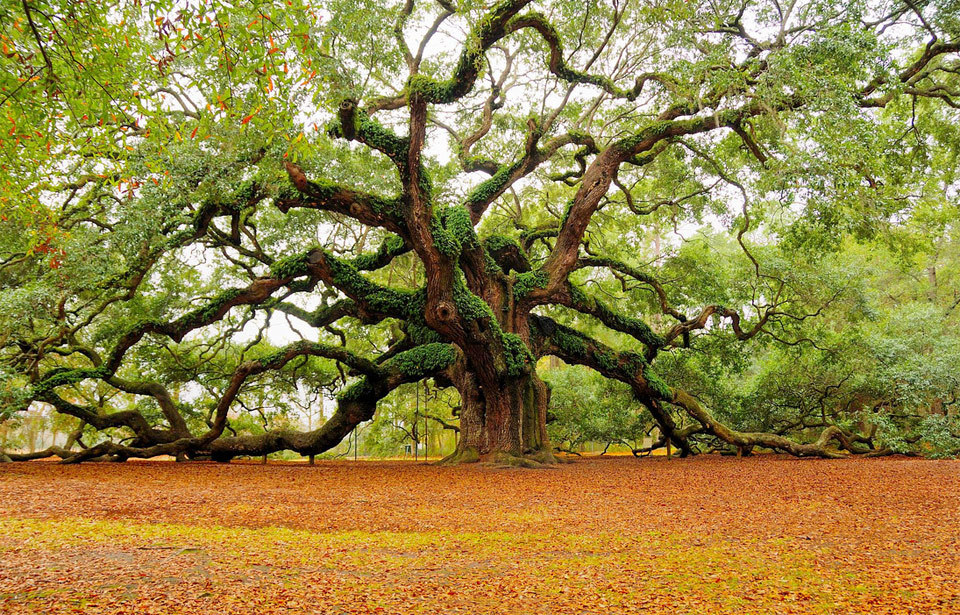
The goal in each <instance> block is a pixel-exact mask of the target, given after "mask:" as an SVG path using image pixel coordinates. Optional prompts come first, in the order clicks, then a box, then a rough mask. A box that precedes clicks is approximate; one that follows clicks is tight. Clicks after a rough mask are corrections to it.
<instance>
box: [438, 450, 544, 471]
mask: <svg viewBox="0 0 960 615" xmlns="http://www.w3.org/2000/svg"><path fill="white" fill-rule="evenodd" d="M437 463H438V465H444V466H450V465H459V464H463V463H483V464H489V465H493V466H498V467H511V468H545V467H549V466H553V465H555V464H557V463H560V461H559V460H558V459H557V458H556V457H554V455H553V453H551V452H550V451H547V450H541V451H534V452H531V453H528V454H524V455H513V454H511V453H507V452H504V451H492V452H490V453H486V454H481V453H480V452H479V451H478V450H477V449H476V448H475V447H472V446H468V447H466V448H463V449H459V450H457V451H454V452H453V453H452V454H450V455H448V456H446V457H444V458H443V459H441V460H440V461H439V462H437Z"/></svg>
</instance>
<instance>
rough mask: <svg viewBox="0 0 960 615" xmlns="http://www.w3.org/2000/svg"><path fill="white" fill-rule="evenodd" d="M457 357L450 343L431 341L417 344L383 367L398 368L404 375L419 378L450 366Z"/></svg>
mask: <svg viewBox="0 0 960 615" xmlns="http://www.w3.org/2000/svg"><path fill="white" fill-rule="evenodd" d="M456 359H457V351H456V350H455V349H454V347H453V346H451V345H450V344H444V343H432V344H424V345H423V346H417V347H416V348H412V349H410V350H407V351H405V352H401V353H400V354H398V355H397V356H395V357H393V358H392V359H390V361H388V362H387V364H386V365H385V367H386V368H387V369H389V370H398V371H399V372H400V373H402V374H403V375H404V376H406V377H408V378H410V379H415V380H419V379H421V378H424V377H426V376H430V375H431V374H434V373H436V372H438V371H440V370H442V369H446V368H447V367H450V366H451V365H452V364H453V362H454V361H456Z"/></svg>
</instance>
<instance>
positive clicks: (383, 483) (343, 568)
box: [0, 456, 960, 615]
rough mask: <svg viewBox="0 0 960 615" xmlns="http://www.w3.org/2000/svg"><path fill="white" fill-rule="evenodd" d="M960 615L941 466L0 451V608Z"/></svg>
mask: <svg viewBox="0 0 960 615" xmlns="http://www.w3.org/2000/svg"><path fill="white" fill-rule="evenodd" d="M647 612H649V613H657V614H670V615H674V614H691V615H700V614H706V613H711V614H713V613H829V614H839V613H871V614H883V613H890V614H894V613H895V614H897V615H900V614H905V613H918V614H923V615H933V614H937V613H939V614H941V615H946V614H948V613H960V462H954V461H924V460H914V459H902V458H889V459H874V460H849V461H846V460H841V461H823V460H809V459H807V460H800V459H792V458H785V457H778V456H761V457H755V458H744V459H739V460H738V459H735V458H721V457H701V458H696V459H690V460H685V459H684V460H681V459H672V460H667V459H665V458H655V459H651V458H647V459H633V458H624V457H618V458H610V459H604V458H601V459H588V460H583V461H579V462H577V463H573V464H565V465H561V466H559V467H558V468H556V469H548V470H520V469H500V468H494V467H482V466H462V467H455V468H448V467H436V466H430V465H425V464H414V463H409V462H383V463H379V462H367V463H351V462H345V461H337V462H319V463H318V464H317V465H316V466H306V465H292V464H291V465H281V464H276V465H273V464H271V465H268V466H261V465H253V464H239V463H234V464H230V465H213V464H175V463H168V462H143V463H134V462H129V463H127V464H122V465H113V464H84V465H80V466H61V465H56V464H52V463H38V462H33V463H19V464H0V613H3V614H8V613H10V614H13V613H45V614H51V615H53V614H60V613H109V614H111V615H114V614H119V613H138V614H139V613H157V614H164V615H167V614H175V613H190V614H196V613H217V614H219V615H228V614H230V615H232V614H241V613H251V614H253V613H256V614H258V615H265V614H272V613H304V614H306V613H323V614H327V613H331V614H332V613H402V614H404V615H406V614H411V613H443V614H448V613H469V614H486V613H524V614H530V613H576V614H581V613H647Z"/></svg>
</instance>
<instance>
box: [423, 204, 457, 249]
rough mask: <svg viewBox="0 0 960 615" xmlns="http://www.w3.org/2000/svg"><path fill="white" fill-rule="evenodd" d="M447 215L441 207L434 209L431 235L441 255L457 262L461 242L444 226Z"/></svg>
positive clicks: (430, 219)
mask: <svg viewBox="0 0 960 615" xmlns="http://www.w3.org/2000/svg"><path fill="white" fill-rule="evenodd" d="M445 213H446V210H445V209H441V208H439V207H438V208H436V209H434V211H433V217H431V219H430V235H431V236H432V237H433V243H434V245H435V246H436V248H437V251H438V252H440V254H443V255H444V256H446V257H447V258H450V259H451V260H456V259H457V258H458V257H459V256H460V242H459V241H457V238H456V237H454V236H453V234H452V233H451V232H450V231H448V230H447V228H446V226H445V225H444V222H443V217H444V215H445Z"/></svg>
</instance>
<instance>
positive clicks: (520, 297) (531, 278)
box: [513, 269, 550, 299]
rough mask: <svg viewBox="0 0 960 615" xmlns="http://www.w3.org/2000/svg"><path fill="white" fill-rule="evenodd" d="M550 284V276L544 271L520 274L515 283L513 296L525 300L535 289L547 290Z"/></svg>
mask: <svg viewBox="0 0 960 615" xmlns="http://www.w3.org/2000/svg"><path fill="white" fill-rule="evenodd" d="M549 282H550V276H548V275H547V273H546V272H545V271H543V270H542V269H536V270H534V271H528V272H527V273H521V274H518V275H517V280H516V281H515V282H514V283H513V296H514V297H516V298H517V299H523V298H524V297H526V296H527V295H529V294H530V293H531V292H533V290H534V289H535V288H546V287H547V284H548V283H549Z"/></svg>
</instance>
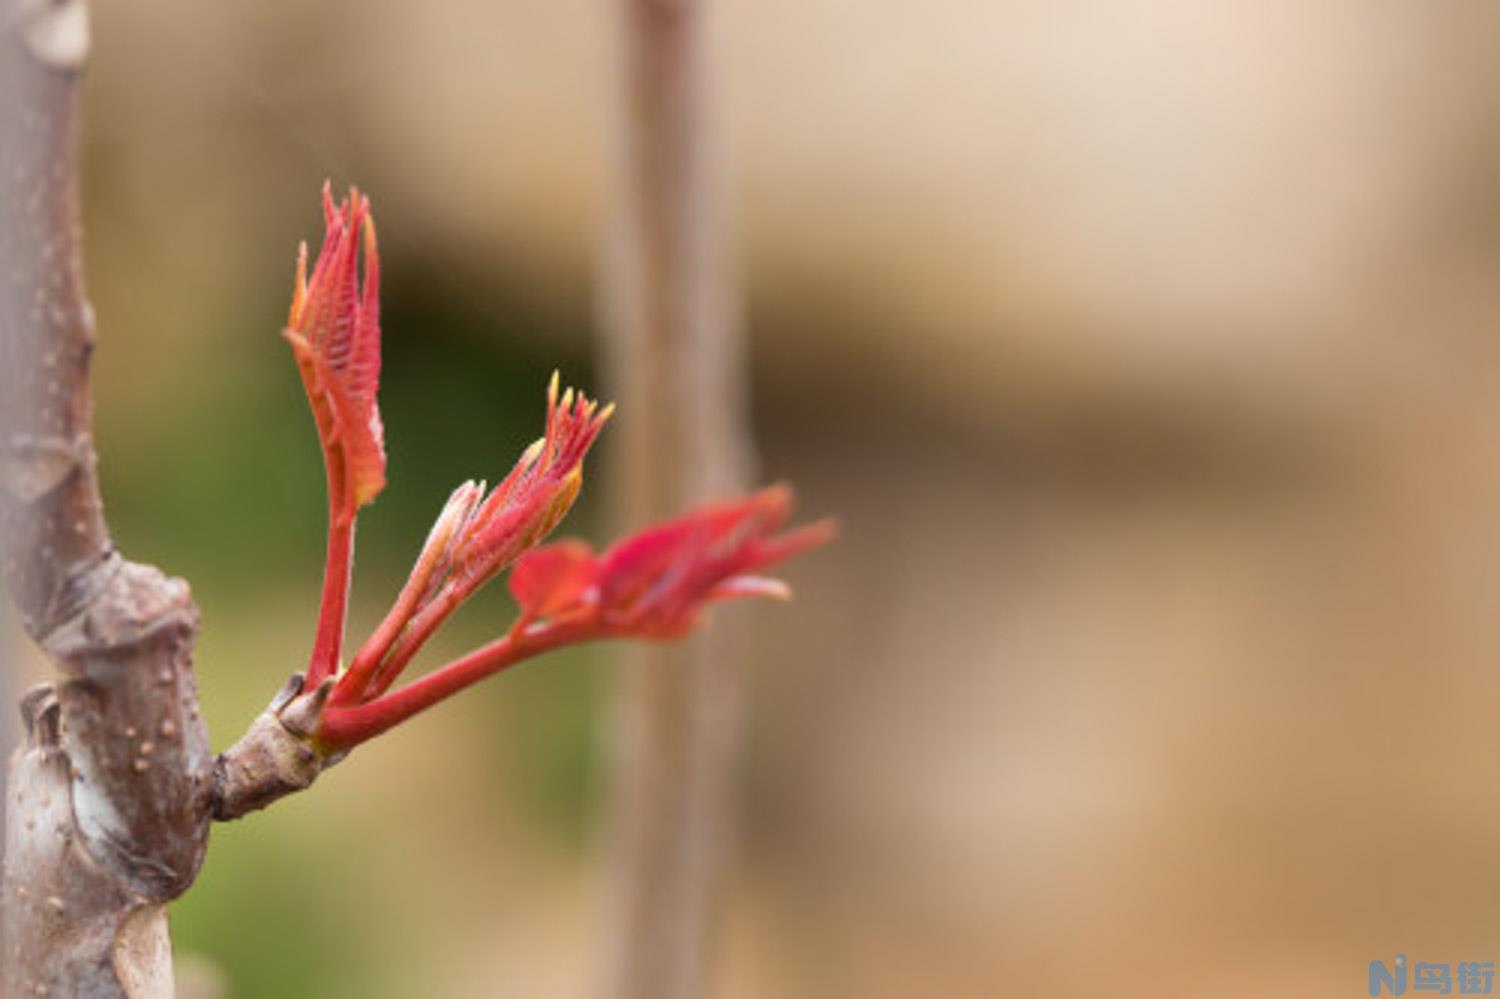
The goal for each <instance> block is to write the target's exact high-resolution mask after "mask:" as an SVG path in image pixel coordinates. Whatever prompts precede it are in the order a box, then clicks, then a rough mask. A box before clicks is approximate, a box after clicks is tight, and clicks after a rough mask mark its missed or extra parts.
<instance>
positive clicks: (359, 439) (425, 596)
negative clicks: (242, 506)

------------------------------

→ Task goal: Render all of the data above as a numbered list with one line per item, leaving out blank lines and the pictures.

→ Exercise answer:
1. The goal in each <instance> block is a pixel-exact mask of the target, given after "mask:" as an SVG path using image pixel coordinates. Optional prompts come first, in the order clicks, then a box, then a rough mask. A box that precedes clicks is approximate; one that follows clicks is tight. Clicks after a rough mask are corrections to it.
2. <instance>
3. box: [438, 450, 544, 471]
4. mask: <svg viewBox="0 0 960 615" xmlns="http://www.w3.org/2000/svg"><path fill="white" fill-rule="evenodd" d="M437 463H438V465H444V466H450V465H459V464H463V463H483V464H489V465H493V466H498V467H511V468H545V467H549V466H553V465H555V464H557V463H560V461H559V460H558V459H557V458H556V457H554V455H553V453H551V452H550V451H547V450H541V451H534V452H531V453H528V454H524V455H513V454H511V453H507V452H504V451H492V452H490V453H486V454H481V453H480V452H479V451H478V450H477V449H476V448H475V447H472V446H468V447H466V448H463V449H459V450H457V451H454V452H453V453H452V454H450V455H448V456H446V457H444V458H443V459H441V460H440V461H439V462H437Z"/></svg>
5. </instance>
6. <instance>
7. rough mask: <svg viewBox="0 0 960 615" xmlns="http://www.w3.org/2000/svg"><path fill="white" fill-rule="evenodd" d="M457 357L450 343L431 341L417 344L383 367L398 368L404 375L419 378L450 366Z"/></svg>
8. mask: <svg viewBox="0 0 960 615" xmlns="http://www.w3.org/2000/svg"><path fill="white" fill-rule="evenodd" d="M456 359H457V351H456V350H455V349H454V347H453V346H451V345H450V344H444V343H432V344H424V345H423V346H417V347H416V348H412V349H410V350H407V351H405V352H401V353H400V354H398V355H397V356H395V357H393V358H392V359H390V361H388V362H387V364H386V365H385V367H386V368H387V369H389V370H398V371H399V372H400V373H402V374H403V375H404V376H406V377H408V378H410V379H415V380H419V379H421V378H424V377H426V376H430V375H431V374H434V373H436V372H438V371H440V370H442V369H446V368H447V367H450V366H451V365H452V364H453V362H454V361H456Z"/></svg>
9. </instance>
10. <instance>
11. positive clicks: (383, 483) (343, 568)
12. box: [0, 456, 960, 615]
13. rough mask: <svg viewBox="0 0 960 615" xmlns="http://www.w3.org/2000/svg"><path fill="white" fill-rule="evenodd" d="M960 615L941 466L0 451V608Z"/></svg>
14. mask: <svg viewBox="0 0 960 615" xmlns="http://www.w3.org/2000/svg"><path fill="white" fill-rule="evenodd" d="M647 612H649V613H657V614H670V615H674V614H691V615H700V614H706V613H711V614H713V613H829V614H839V613H871V614H883V613H890V614H894V613H895V614H897V615H900V614H905V613H918V614H923V615H933V614H937V613H939V614H941V615H946V614H948V613H960V462H954V461H924V460H914V459H902V458H889V459H874V460H849V461H846V460H841V461H823V460H809V459H807V460H800V459H792V458H785V457H778V456H761V457H755V458H744V459H739V460H738V459H735V458H721V457H701V458H696V459H690V460H685V459H684V460H681V459H672V460H667V459H665V458H655V459H651V458H647V459H633V458H624V457H618V458H610V459H604V458H601V459H588V460H583V461H579V462H577V463H573V464H565V465H561V466H559V467H558V468H556V469H548V470H520V469H500V468H494V467H482V466H462V467H455V468H448V467H436V466H430V465H425V464H414V463H409V462H383V463H379V462H367V463H351V462H345V461H337V462H319V463H318V464H317V465H316V466H306V465H292V464H291V465H281V464H276V465H273V464H271V465H268V466H261V465H253V464H239V463H234V464H230V465H213V464H175V463H168V462H143V463H134V462H129V463H127V464H122V465H113V464H84V465H80V466H61V465H56V464H52V463H38V462H33V463H19V464H0V613H3V614H8V613H10V614H13V613H45V614H51V615H53V614H60V613H109V614H111V615H114V614H119V613H138V614H139V613H157V614H164V615H167V614H175V613H190V614H196V613H217V614H219V615H228V614H230V615H232V614H241V613H251V614H253V613H256V614H258V615H265V614H272V613H304V614H306V613H323V614H327V613H331V614H332V613H402V614H404V615H406V614H411V613H443V614H448V613H469V614H486V613H524V614H530V613H576V614H581V613H647Z"/></svg>
15. </instance>
16. <instance>
17. box: [423, 204, 457, 249]
18. rough mask: <svg viewBox="0 0 960 615" xmlns="http://www.w3.org/2000/svg"><path fill="white" fill-rule="evenodd" d="M447 215L441 207L434 209L431 235L441 255L457 262L461 242L444 226Z"/></svg>
19. positive clicks: (430, 219)
20. mask: <svg viewBox="0 0 960 615" xmlns="http://www.w3.org/2000/svg"><path fill="white" fill-rule="evenodd" d="M445 213H446V210H445V209H441V208H439V207H438V208H436V209H434V211H433V217H431V219H430V235H431V236H432V237H433V243H434V245H435V246H436V248H437V251H438V252H440V254H443V255H444V256H446V257H447V258H450V259H451V260H456V259H457V258H458V257H459V256H460V242H459V241H457V238H456V237H454V236H453V234H452V233H451V232H450V231H448V230H447V228H446V226H445V225H444V222H443V217H444V215H445Z"/></svg>
21. </instance>
22. <instance>
23. positive clicks: (520, 297) (531, 278)
24. box: [513, 269, 550, 299]
25. rough mask: <svg viewBox="0 0 960 615" xmlns="http://www.w3.org/2000/svg"><path fill="white" fill-rule="evenodd" d="M550 284V276L544 271L520 274L515 283L513 296L525 300L535 289L547 290Z"/></svg>
26. mask: <svg viewBox="0 0 960 615" xmlns="http://www.w3.org/2000/svg"><path fill="white" fill-rule="evenodd" d="M549 282H550V276H548V275H547V273H546V272H545V271H543V270H542V269H536V270H534V271H528V272H527V273H521V274H518V275H517V280H516V281H515V282H514V283H513V296H514V297H516V298H517V299H523V298H524V297H526V296H527V295H529V294H530V293H531V292H533V290H534V289H535V288H546V287H547V284H548V283H549Z"/></svg>
27. </instance>
28. The goal for each <instance> block is to write the target's exact high-resolution mask after "mask:" as an SVG path in image pixel coordinates. Whatever prompts precede it are in the order a box, then clicks, then a rough mask. A box before clicks is approximate, a box after clicks is tight, and clicks after a rough mask mark its missed or extra parts.
29. <instance>
30. positive clicks: (359, 439) (425, 596)
31. negative clicks: (242, 506)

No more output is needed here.